● To do:
The records that follow are to be repeated in full, with no pictures retained.

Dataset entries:
========================================================================

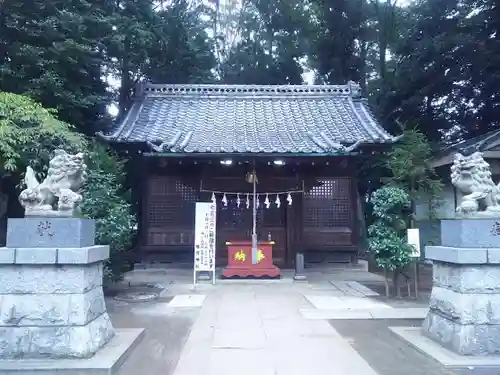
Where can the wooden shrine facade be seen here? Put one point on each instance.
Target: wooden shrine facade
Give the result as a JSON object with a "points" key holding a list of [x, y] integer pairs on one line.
{"points": [[302, 139], [322, 220]]}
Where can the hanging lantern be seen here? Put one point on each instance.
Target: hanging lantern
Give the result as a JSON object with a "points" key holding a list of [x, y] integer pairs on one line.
{"points": [[267, 202], [251, 178]]}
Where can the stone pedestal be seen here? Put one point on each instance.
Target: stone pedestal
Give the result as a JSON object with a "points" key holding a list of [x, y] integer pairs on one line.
{"points": [[464, 313], [51, 298]]}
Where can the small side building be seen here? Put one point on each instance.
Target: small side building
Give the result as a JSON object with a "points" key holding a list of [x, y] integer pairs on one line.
{"points": [[198, 141], [445, 206]]}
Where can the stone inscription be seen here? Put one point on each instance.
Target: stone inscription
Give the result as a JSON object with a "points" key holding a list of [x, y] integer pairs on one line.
{"points": [[44, 228]]}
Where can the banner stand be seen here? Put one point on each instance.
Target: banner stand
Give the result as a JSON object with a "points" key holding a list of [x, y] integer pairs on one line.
{"points": [[204, 240]]}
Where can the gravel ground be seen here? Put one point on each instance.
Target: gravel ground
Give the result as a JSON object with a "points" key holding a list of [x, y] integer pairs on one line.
{"points": [[166, 332]]}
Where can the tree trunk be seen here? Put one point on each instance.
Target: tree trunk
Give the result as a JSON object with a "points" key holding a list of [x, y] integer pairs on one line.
{"points": [[386, 284], [395, 283]]}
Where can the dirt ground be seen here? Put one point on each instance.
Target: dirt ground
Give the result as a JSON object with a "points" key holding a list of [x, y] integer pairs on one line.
{"points": [[166, 331], [424, 277]]}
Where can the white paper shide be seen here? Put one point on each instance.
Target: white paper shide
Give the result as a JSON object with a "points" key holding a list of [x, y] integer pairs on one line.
{"points": [[414, 240], [204, 238]]}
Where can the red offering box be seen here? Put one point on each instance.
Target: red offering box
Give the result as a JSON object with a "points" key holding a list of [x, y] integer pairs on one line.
{"points": [[239, 262]]}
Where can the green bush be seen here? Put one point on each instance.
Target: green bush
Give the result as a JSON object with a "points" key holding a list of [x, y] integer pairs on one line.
{"points": [[105, 200], [387, 235]]}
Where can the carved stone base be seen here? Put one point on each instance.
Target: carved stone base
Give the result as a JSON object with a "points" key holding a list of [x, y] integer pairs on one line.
{"points": [[464, 310], [52, 302], [465, 339]]}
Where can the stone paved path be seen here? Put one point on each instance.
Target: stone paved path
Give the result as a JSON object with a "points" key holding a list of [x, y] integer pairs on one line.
{"points": [[259, 330]]}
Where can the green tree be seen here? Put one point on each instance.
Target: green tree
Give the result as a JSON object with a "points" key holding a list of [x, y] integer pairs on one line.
{"points": [[106, 201], [29, 133], [408, 164], [52, 51], [272, 43], [163, 43]]}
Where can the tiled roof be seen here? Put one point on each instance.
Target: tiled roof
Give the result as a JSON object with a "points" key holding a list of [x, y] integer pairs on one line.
{"points": [[480, 143], [249, 119]]}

========================================================================

● Answer for this exercise:
Where can the wooden shrine facade be seen here? Put one point on each instance.
Target: wooden shrine facade
Give the result as a JSON object with a "points" key holding a list of [x, y] integer pairs on one line.
{"points": [[302, 139], [322, 220]]}
Where can the hanging lantern be seen here? Put one point on each instance.
Target: hanging lantern
Give the result as a JSON object with a "points" key holding a list of [x, y] integer pairs on one line.
{"points": [[267, 202], [251, 178]]}
Where can the stone pedestal be seen here? Put one point on each instance.
Target: stone pedestal
Give the result as a JSON object with a "points" key holding a list of [x, y] integer pairs on one line.
{"points": [[464, 313], [51, 298]]}
Where can the small side building be seen here? Put one point on each instance.
Target: small side building
Give the result as a JSON object with a "points" key holding a list of [x, y] integer pairs on one line.
{"points": [[198, 141], [445, 206]]}
Where can the stone inscription be seen here? Put one point on each instance.
Target: stone inscription
Give the result as a JSON object with a "points" key holding a list of [x, y] integer pairs on one line.
{"points": [[44, 228]]}
Where can the banner stand be seen here? Put one point on each instance.
Target: banner stand
Give the result as a JSON object with a "points" key holding a list of [x, y] integer pairs on one line.
{"points": [[204, 240]]}
Where can the gravel ground be seen here? Put one point on each instance.
Target: gravel ground
Give the result as a JSON object with a "points" key holding a list of [x, y] integer pairs on one line.
{"points": [[166, 332]]}
Where can the tree trunk be seen here? Put one point on each instance.
Target: tree trunk
Give the result as a JSON object with a "points" key holding a list of [x, y] integer pairs on one line.
{"points": [[386, 284], [395, 283]]}
Where can the dirt ground be seen here? Put one point on each instance.
Target: dirt ground
Give the result as a JSON object with a "points" key holding a list of [x, y] integer pairs on one line.
{"points": [[166, 331], [424, 277]]}
Where can the white paper shide be seen here? Put one point on each instance.
Target: white paper shide
Give the result as a JSON object with a "points" key holding a list of [x, y] integer pairs on one line.
{"points": [[414, 240], [204, 238]]}
Where can the red offering box be seen here? Put one point on each instance.
Target: red offering box
Give the result as a JSON object with a "points" key holding a list of [x, y] integer pairs on one line.
{"points": [[239, 262]]}
Where can the green bush be seen here? Put one point on each instance.
Target: green bush
Give the result as a JSON object with a "points" key holding a list of [x, y] integer pairs on one line.
{"points": [[105, 200], [387, 235]]}
Where can the carved stone base be seen here? Put one point on each instance.
Target: carved stone base
Give the result as a JSON object with a "points" key holding a list of [x, y] integer pairs on one line.
{"points": [[464, 310], [52, 302], [465, 339]]}
Where can the stone paved path be seen here? Put one point on each instance.
Target: stone paved path
Give the result as a JSON object with a "points" key holding a list of [x, y] integer pairs on one line.
{"points": [[259, 330]]}
Where can the green tree be seen here? Put one point on each instance.
Target: green tree
Give the result as a JSON object with a "points" key holding a list of [x, y] integer pairs on one line.
{"points": [[106, 201], [29, 133], [408, 164], [52, 51], [272, 43], [163, 43]]}
Where can the tiled roof be seen here? Put one point on each instance.
Target: tiled roof
Give the result as a JSON object with a "points" key holding a list of [x, y] integer pairs on one line.
{"points": [[480, 143], [249, 119]]}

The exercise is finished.